◆ **WHAT YOU NEED TO DO**: Rescale the items, beginning at the line that contains "Each instance of the framed" and stopping after the line that contains "[(158, 88)]". Write out only those lines again, requests included, with every coordinate in the answers multiplied by 0.2 and rounded to a whole number, halves rounded up.

-- start GIVEN DATA --

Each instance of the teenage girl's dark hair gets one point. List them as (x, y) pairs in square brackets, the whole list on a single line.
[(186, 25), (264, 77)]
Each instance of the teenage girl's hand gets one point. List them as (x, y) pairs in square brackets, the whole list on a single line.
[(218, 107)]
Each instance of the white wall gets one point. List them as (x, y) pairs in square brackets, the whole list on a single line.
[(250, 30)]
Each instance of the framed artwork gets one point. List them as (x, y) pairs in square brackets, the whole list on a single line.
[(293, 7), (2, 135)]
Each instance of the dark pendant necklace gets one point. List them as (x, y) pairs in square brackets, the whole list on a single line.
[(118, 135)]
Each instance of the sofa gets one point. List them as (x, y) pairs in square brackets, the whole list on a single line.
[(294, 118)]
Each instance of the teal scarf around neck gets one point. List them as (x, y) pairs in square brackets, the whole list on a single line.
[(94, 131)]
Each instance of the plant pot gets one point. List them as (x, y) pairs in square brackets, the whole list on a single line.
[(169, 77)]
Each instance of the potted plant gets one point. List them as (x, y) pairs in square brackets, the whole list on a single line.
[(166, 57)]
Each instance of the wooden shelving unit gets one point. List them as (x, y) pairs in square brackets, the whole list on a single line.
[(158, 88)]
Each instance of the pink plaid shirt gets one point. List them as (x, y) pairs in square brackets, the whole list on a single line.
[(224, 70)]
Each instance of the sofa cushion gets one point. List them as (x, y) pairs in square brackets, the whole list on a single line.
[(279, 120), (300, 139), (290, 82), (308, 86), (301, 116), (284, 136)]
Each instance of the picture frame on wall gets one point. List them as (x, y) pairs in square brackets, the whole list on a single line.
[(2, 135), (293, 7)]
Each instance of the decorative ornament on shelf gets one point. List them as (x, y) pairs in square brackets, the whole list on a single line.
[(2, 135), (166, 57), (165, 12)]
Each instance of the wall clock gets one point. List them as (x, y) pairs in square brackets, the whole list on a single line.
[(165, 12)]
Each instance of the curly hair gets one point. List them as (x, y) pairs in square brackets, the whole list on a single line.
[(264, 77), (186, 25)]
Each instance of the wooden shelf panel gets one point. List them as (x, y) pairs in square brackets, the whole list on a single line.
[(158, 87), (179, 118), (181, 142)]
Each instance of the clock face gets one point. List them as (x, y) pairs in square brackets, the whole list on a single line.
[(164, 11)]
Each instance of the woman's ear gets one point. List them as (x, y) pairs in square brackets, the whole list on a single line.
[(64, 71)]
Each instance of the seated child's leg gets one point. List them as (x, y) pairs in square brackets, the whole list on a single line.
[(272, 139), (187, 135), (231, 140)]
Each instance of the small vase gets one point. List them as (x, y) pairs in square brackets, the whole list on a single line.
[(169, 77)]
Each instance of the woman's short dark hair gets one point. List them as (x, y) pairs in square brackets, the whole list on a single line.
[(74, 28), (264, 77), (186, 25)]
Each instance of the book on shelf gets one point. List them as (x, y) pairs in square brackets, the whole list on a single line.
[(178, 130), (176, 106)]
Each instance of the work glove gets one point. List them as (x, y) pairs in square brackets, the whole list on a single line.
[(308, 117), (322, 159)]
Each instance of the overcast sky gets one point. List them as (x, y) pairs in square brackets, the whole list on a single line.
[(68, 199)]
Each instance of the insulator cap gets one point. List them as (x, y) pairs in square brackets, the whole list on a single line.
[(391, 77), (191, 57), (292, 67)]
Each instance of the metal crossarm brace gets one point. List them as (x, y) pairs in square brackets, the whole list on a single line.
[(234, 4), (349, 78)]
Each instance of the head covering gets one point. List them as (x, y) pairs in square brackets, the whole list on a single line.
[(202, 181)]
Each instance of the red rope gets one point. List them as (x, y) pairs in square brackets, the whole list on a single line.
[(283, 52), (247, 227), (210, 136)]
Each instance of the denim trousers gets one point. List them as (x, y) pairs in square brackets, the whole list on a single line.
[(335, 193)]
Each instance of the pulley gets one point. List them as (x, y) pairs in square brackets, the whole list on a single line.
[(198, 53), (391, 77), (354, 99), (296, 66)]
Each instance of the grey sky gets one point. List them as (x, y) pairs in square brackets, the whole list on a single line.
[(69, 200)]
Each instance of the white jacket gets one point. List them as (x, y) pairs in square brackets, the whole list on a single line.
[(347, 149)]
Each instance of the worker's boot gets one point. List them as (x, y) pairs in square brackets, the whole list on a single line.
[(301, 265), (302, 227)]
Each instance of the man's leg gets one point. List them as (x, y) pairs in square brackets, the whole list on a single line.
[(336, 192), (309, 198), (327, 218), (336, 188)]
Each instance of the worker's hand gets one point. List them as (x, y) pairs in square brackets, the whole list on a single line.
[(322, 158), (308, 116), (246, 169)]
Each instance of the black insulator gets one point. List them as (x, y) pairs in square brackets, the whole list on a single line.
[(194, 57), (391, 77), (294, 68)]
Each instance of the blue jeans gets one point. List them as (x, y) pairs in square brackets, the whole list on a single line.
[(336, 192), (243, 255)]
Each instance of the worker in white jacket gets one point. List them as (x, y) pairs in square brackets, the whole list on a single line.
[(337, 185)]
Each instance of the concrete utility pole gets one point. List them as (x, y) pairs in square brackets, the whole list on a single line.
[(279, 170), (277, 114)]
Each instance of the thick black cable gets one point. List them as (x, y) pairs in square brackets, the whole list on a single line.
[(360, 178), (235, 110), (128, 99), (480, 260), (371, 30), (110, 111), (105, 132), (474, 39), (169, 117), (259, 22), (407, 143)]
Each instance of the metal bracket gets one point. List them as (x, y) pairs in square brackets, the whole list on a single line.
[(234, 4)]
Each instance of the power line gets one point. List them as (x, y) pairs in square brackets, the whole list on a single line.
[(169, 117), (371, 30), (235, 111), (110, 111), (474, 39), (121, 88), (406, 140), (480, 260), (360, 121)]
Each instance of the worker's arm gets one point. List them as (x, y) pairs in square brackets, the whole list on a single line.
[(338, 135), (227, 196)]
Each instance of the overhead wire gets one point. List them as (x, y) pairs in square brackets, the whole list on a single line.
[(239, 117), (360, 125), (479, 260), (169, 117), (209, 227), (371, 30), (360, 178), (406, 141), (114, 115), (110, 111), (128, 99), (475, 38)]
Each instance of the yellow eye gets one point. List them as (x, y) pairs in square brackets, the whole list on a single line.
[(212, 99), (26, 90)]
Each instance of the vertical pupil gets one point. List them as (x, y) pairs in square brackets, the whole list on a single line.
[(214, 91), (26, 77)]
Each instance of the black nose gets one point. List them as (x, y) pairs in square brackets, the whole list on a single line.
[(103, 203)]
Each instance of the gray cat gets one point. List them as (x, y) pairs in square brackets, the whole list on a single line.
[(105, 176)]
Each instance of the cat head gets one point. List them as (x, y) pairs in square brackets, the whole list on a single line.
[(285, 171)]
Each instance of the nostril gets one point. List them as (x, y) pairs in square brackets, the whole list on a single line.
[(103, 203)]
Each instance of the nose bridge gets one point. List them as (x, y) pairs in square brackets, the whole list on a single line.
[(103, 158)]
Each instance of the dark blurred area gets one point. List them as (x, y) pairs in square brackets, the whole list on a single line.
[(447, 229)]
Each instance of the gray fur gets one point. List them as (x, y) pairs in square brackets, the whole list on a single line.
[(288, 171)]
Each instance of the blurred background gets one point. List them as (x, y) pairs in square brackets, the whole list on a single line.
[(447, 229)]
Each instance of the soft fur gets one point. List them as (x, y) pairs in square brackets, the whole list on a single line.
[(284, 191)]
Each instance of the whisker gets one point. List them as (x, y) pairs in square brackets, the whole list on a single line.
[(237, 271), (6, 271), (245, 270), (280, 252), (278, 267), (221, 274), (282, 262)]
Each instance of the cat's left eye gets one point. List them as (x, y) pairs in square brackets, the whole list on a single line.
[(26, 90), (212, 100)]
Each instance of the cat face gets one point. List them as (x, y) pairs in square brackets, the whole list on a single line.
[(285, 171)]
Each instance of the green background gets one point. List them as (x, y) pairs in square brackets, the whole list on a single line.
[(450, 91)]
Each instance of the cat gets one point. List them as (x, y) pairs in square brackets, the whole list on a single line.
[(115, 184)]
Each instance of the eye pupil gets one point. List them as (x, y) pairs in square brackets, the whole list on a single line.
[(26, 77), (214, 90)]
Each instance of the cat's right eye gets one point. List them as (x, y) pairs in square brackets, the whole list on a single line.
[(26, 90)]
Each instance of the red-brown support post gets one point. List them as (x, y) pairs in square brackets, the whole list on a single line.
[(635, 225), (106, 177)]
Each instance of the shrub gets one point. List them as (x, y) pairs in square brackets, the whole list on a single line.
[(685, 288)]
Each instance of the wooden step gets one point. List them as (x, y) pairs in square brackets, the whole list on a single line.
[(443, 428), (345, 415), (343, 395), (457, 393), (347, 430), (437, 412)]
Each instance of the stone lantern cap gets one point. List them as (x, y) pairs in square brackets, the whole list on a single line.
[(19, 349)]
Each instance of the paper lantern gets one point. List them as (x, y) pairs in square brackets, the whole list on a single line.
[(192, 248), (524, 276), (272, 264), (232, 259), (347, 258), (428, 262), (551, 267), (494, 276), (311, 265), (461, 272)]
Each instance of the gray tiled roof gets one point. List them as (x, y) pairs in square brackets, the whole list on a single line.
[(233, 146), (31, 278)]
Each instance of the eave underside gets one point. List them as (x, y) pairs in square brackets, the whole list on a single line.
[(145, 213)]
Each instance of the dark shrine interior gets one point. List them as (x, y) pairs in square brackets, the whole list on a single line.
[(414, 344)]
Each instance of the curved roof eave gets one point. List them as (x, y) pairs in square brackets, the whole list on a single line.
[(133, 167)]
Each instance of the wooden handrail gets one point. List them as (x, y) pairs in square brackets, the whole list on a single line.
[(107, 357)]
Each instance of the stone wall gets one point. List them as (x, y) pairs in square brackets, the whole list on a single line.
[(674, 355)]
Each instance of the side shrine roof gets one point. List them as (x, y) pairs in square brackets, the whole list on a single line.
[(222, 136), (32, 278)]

-- end GIVEN DATA --

◆ **WRITTEN RESPONSE**:
Each instance of the framed artwork gets one point. List them as (x, y) pairs in square brackets, the whole list on a single line.
[(59, 1), (0, 27)]
Each instance of the dark pendant necklace gets one point. List them as (x, y) pairs in square brackets, the whole list on a single line.
[(24, 27)]
Each instance of the sofa gets one point. List them as (x, y) pairs in square brackets, the whole list on a single line.
[(59, 24)]
Each instance of the teal scarf around neck gets one point. List them as (x, y) pairs in square brackets, the whole list on a single line.
[(19, 26)]
Each instance of the plant pot gets one point. List them as (x, y) pairs in square brackets, the whole list on a single line.
[(34, 15)]
Each instance of the potted plant gets one point. List them as (x, y) pairs in square brackets, the whole list on a single line.
[(33, 11)]
Each instance of the wooden shelving unit gets one point. List them as (x, y) pairs in square brackets, the whole list on a single line.
[(32, 18)]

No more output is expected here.